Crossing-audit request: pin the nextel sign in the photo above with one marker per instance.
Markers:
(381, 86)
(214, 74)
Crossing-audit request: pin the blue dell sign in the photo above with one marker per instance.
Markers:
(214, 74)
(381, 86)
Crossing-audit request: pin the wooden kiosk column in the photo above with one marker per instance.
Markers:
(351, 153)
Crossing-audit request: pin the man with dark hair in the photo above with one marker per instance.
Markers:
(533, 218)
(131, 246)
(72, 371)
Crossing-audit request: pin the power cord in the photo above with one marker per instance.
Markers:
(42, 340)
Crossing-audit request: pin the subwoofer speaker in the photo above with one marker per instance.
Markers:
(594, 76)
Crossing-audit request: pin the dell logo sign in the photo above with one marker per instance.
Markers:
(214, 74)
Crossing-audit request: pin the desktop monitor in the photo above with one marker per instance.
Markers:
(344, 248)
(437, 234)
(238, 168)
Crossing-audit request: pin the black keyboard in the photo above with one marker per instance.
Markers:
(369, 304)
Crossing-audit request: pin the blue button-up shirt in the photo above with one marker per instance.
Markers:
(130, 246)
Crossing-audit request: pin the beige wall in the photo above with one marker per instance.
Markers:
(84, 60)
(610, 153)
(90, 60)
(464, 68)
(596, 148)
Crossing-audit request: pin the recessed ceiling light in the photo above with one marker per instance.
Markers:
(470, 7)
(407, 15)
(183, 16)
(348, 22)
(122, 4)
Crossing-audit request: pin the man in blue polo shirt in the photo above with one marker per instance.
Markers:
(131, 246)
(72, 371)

•••••

(GOAL OF THE EXERCISE):
Repeat the records above exactly, leaving none out.

(EXERCISE ANSWER):
Crossing-audit request: pin the nextel sign in the photo above with one marker per instance.
Markers:
(381, 86)
(214, 74)
Crossing-audit request: pin the blue dell sign in the photo above with one marker per instance.
Markers:
(214, 74)
(381, 86)
Crossing-audit request: pin the wooden kiosk column in the photo above with one marker per instance.
Markers:
(351, 153)
Crossing-audit request: pin the man with dark hair in the photo above with one marker per instance.
Markers:
(533, 218)
(131, 246)
(72, 371)
Crossing-audit request: pin the power cord in the photo above with one marker per instance.
Markers:
(42, 340)
Crossing-audit request: pin the subwoofer speaker in the photo above with one marker per instance.
Markers:
(594, 76)
Crossing-audit request: pin the dell logo sign in the photo above with one marker per instance.
Markers:
(214, 74)
Crossing-audit request: pin the desktop monitor in the photo above with one marker per instance.
Markers:
(344, 248)
(437, 234)
(238, 168)
Crossing-audit request: pin the black keyboard in the photo above with one marker per instance.
Markers:
(369, 304)
Crossing-audit request: pin the blue button-up shirt in the photo above with one marker per instance.
Markers:
(130, 246)
Crossing-audit request: pin the beige wall in the photo above with one marker per instance.
Markers:
(84, 60)
(610, 153)
(90, 60)
(464, 68)
(596, 148)
Crossing-audit request: pin the recessed ceiling light in the photo above with one marker per instance.
Markers:
(470, 7)
(407, 15)
(183, 16)
(348, 22)
(122, 4)
Crossing-audit request: pin the man in blue polo shirt in the photo above with one marker per instance.
Markers:
(131, 246)
(72, 371)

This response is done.